SET PROBLEM. Pick out every line in the entries below that contains the string "Please". Case counts.

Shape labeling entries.

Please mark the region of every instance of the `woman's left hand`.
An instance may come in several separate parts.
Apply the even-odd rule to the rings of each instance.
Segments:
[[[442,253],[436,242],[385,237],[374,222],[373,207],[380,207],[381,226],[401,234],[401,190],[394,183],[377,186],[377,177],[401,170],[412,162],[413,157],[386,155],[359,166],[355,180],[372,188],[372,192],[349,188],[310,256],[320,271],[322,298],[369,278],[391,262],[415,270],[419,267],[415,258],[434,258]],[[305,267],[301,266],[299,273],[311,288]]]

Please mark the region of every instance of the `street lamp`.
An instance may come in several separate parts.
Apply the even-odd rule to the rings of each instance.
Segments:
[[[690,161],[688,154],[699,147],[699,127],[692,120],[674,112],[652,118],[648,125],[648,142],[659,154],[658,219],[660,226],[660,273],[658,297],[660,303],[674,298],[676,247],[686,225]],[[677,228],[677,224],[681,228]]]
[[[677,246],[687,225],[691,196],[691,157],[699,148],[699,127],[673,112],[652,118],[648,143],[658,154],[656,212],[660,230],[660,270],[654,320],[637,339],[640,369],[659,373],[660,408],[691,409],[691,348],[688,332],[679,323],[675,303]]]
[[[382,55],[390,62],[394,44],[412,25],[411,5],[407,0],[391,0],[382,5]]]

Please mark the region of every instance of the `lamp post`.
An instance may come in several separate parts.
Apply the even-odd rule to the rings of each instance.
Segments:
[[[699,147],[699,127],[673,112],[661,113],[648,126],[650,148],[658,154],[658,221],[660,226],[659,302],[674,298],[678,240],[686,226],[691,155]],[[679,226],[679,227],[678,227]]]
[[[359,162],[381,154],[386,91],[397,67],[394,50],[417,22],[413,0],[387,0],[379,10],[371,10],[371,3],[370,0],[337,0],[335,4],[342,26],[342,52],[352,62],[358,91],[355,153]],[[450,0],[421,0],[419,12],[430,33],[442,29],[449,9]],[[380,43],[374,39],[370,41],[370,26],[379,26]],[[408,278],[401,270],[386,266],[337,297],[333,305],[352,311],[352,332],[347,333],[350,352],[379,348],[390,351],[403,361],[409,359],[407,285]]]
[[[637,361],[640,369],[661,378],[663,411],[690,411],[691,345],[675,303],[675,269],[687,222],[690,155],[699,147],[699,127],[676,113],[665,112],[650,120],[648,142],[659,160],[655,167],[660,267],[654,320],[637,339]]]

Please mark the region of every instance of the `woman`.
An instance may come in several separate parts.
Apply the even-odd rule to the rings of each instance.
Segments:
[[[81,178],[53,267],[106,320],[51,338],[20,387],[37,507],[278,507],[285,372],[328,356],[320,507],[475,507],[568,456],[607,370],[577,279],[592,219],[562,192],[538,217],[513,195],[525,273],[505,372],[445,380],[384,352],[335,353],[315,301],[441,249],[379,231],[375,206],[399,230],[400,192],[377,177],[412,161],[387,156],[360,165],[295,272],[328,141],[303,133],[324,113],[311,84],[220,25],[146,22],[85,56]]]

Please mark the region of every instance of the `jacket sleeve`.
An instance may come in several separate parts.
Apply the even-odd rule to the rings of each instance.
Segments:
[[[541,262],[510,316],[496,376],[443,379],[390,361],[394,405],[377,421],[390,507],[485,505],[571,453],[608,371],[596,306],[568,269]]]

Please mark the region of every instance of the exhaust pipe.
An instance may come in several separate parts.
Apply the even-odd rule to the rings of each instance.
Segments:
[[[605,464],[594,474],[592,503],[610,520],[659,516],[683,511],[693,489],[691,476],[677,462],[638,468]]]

SOLUTION FOR THIS EXERCISE.
Please mark the region of every instance of the `woman's left hand`.
Please mark the region of every instance of the `street lamp`.
Please mark the region of every instance of the `lamp post`.
Please mark the region of every instance of the `woman`.
Please mark the region of every instance of the `jacket sleeve`.
Please mark the region of every instance of the exhaust pipe.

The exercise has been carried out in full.